▶ _Exercise prompt_: Send back all the data below, exactly as given.

Coordinate annotation entries:
* Start *

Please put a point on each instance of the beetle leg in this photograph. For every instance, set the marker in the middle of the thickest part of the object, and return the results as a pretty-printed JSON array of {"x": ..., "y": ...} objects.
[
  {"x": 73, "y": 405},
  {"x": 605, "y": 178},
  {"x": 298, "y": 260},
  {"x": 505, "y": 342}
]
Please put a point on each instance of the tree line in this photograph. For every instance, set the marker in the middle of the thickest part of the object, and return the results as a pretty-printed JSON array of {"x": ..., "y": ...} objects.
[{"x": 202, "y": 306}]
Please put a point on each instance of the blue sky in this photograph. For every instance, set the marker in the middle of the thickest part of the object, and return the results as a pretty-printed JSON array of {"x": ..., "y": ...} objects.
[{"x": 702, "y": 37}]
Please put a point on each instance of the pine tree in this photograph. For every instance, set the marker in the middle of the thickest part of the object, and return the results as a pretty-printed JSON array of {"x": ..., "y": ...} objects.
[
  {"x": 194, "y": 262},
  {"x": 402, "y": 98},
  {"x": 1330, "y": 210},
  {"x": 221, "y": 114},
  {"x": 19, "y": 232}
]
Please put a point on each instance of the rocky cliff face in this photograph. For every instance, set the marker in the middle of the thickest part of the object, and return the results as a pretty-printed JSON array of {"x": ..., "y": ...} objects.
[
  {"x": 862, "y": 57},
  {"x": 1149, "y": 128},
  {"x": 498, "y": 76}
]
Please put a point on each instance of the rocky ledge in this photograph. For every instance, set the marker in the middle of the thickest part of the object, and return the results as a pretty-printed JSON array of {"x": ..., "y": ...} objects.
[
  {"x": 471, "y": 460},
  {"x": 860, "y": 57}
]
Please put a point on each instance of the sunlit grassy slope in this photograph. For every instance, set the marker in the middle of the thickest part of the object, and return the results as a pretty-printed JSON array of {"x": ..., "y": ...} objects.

* End *

▶ _Response to this exercise_:
Please put a point on each instance of the beetle leg in this photograph. For every instance, set the marker in the middle of the thickest part of the object, and return the results as a pretty-printed JSON array of {"x": ..., "y": ...} objects.
[
  {"x": 73, "y": 405},
  {"x": 605, "y": 178},
  {"x": 298, "y": 260},
  {"x": 505, "y": 342}
]
Please put a point on each instance of the tree line in this photograph. For every instance, set the marker in the middle of the thickest part of the object, and return the results as a pretty-printed JSON array of {"x": ..., "y": ...} objects.
[{"x": 202, "y": 306}]
Please put a point on each instance of the blue sky in this photograph. For every instance, set the marker in the middle of the thickest part of the object, and return the results as a pretty-printed JSON array of {"x": ..., "y": ...} objects.
[{"x": 702, "y": 37}]
Please put a point on each instance of the pine tree in this photograph. For every instance, set the marker in the middle of the thickest part of the object, and return the results as a pretty-printed JSON array of {"x": ..., "y": ...} objects.
[
  {"x": 194, "y": 262},
  {"x": 402, "y": 98},
  {"x": 1330, "y": 210},
  {"x": 221, "y": 114},
  {"x": 19, "y": 232}
]
Please put a point on each instance of the rocky cliff face in this photograph. For every instance, set the marker in the middle of the thickest part of the object, and return the results as a pretty-printed JSON array of {"x": ..., "y": ...} objects.
[
  {"x": 862, "y": 57},
  {"x": 1149, "y": 128},
  {"x": 498, "y": 76}
]
Please put a point on each instance of the rocky ledge in this photograph. For every instance, set the marker in the middle of the thickest part of the object, and return the results as a pretty-printed JSON array of {"x": ..., "y": ...} objects.
[
  {"x": 471, "y": 460},
  {"x": 860, "y": 57}
]
Please put a point on each instance of the sunlit grassy slope in this photograph. For every instance, set the marker in the middle of the thickest part of the object, and return the results as a pretty-printed JSON array of {"x": ..., "y": ...} objects.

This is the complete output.